◆ TEKS YANG DITAMPILKAN ◆
━━━━━━━━━━━━━━━━
Suku bunga acuan BI 7D RRR kembali di pertahankan di 4,00%, begitu juga dengan Deposti Facility 3,25% dan suku bunga Lending Facility 4,75% di bulan Oktober. Rupiah menguat hampir 1,7% dari Rp14,880/USD menjadi Rp14,625/USD, hal tersebut salah satunya disebabkan oleh aliran dana asing yang masuk ke sistem finansial Indonesia yang disebabkan oleh daya tarik imbal hasil yang masih menarik dan kestabilan perekonomian nasional. Rupiah diperkirakan akan terus menguat karena defisit transaksi berjalan yang rendah dan likuiditas global yang masih besar.
Cadangan devisa masih cukup tinggi di USD 133,7 miliar di bulan Oktober, meskipun terjadi penurunan dari bulan September di USD 135,2 miliar. Penurunan cadangan devisa di Oktober lebih dipengaruhi oleh pembayaran utang luar negeri pemerintah. Menurut kami, BI akan kembali menaikan cadangan devisa jika melihat Rupiah yang terus menguat. BI Indonesia akan lebih mengutamakan kestabilan nilai tukar dan ekspor untuk membantu perekonomian nasional yang sedang dalam tahap pemulihan.
PMI Manufacturing Indonesia kembali mengalami konstraksi pada bulan September

PMI Manufacture Indonesia belum mampu kembali ke zona ekspansi di atas 50 dan berada di 47,8 meskipun Jakarta sudah kembali pada PSBB transisi. Penyebab utama masih disebabkan oleh penanganan penyebaran Covid – 19 sehingga menyebabkan produksi dan permintaan baru terus menurun. Maka dari itu, perusahaan – perusahaan mengurangi jumlah karyawan, persediaan dan aktifitas pembelian. Disamping itu, perusahaan juga menghadapi tekanan margin dimana harga input terus meningkat namun output terjadi penurunan. Hal tersebut sudah kita pernah kita sampaikan bahwa pembukaan dan penutupan melalui PSBB ketat akan membuat pelaku bisnis menjadi ragu untuk mengambil resiko bisnis untuk kembali beraktifitas secara normal.
Sejalan dengan hal di atas IKK kembali mengalami penurunan ke 79,0 di bulan Oktober lebih rendah dibandingkan dengan 83,4 di bulan September. Indeks Ekspektasi Konsumen (IEK) dan Indeks Kondisi Ekonomi (IKE) juga melanjutkan penurunan di bulan Oktober 51,5 dan 106,6 dari bulan September 54,1 dan 112,6. Keyakinan konsumen terhadap penghasilan saat ini melemah disebabkan belum pulihnya penghasilan konsumen baik yang bersifat rutin (gaji/honor) maupun omset usaha seiring masih diberlakukannya kebijakan PSBB.
━━━━━━━━━━━━━━━━
◆ CATATAN KUMPULAN DATA ◆
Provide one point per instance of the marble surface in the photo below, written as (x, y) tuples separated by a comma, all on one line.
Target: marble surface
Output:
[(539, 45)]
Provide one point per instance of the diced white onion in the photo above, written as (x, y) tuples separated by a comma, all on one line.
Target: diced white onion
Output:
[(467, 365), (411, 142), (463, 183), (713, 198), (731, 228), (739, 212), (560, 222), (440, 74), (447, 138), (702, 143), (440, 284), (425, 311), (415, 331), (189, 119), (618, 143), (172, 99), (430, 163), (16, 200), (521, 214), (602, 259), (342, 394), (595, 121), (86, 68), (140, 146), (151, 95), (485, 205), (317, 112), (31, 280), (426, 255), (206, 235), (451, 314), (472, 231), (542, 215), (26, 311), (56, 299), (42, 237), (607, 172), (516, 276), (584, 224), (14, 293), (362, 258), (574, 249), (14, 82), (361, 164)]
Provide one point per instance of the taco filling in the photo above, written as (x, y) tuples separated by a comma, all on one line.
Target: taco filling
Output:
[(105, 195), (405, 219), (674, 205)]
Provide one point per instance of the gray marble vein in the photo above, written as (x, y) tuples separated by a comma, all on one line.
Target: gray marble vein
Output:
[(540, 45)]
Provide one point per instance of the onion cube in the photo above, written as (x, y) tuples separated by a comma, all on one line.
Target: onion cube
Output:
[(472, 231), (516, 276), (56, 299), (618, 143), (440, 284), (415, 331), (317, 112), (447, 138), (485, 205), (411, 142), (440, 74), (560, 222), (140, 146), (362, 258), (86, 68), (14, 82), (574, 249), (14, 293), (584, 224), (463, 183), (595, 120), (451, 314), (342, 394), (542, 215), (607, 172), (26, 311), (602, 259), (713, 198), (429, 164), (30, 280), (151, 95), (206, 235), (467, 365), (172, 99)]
━━━━━━━━━━━━━━━━
◆ SOAL LATIHAN ◆
#1 Ringkaslah paragraf yang diawali "Cadangan devisa masih cukup tinggi" dalam teks tentang ekonomi Indonesia, dengan tetap memuat fakta-fakta utamanya.
#2 Tuliskan lanjutan teks tentang ekonomi Indonesia, dimulai setelah kalimat terakhirnya.
Materi di atas tidak dipakai untuk apa pun di sini.

◆ JAWABAN TERTULIS ANDA ◆
#1 Cadangan devisa pada Oktober masih tinggi, yaitu USD 133,7 miliar, walaupun turun dari USD 135,2 miliar pada September. Penurunan ini terutama disebabkan oleh pembayaran utang luar negeri pemerintah. Penulis memperkirakan BI akan menaikkan lagi cadangan devisa jika Rupiah terus menguat. BI juga akan mengutamakan kestabilan nilai tukar dan ekspor untuk membantu pemulihan ekonomi nasional.

#2
Penjualan kendaraan roda 4 dan roda 2 menunjukkan peningkatan

Penjualan kendaran roda empat terus membaik dengan mencatatakan peningkatan penjualan pada bulan September sebesar 30% mom menjadi 48,6 ribu unit dibandingkan bulan sebelumnya di 37,3 ribu unit. Namun angka tersebut masih mencatatkan penurunan penjualan 47,8% yoy meskipun terus menyempit penurunan tersebut. Jika penjualan konsisten di kisaran 30% mom per bulan untuk tiga bulan terakhir, maka total unit yang terjual selama tahun 2020 ada pada kisaran 624 ribu unit yang berarti terjadi penurunan sekitar 40% yoy dari penjualan roda empat tahun 2019 di 1,03 juta unit.
Kabar baik juga datang dari penjualan motor di bulan September yang mencatatkan 381 ribu unit, naik 20% mom atau turun 33,2% yoy. Jika penjualan dapat tumbuh secara konsisten di 20% mom, maka akumulasi penjualan motor di 2020 mencapai setidaknya 4,5 juta (-30% yoy) dimana penjualan tahun sebelumnya hampir mencapai 6,5 juta unit.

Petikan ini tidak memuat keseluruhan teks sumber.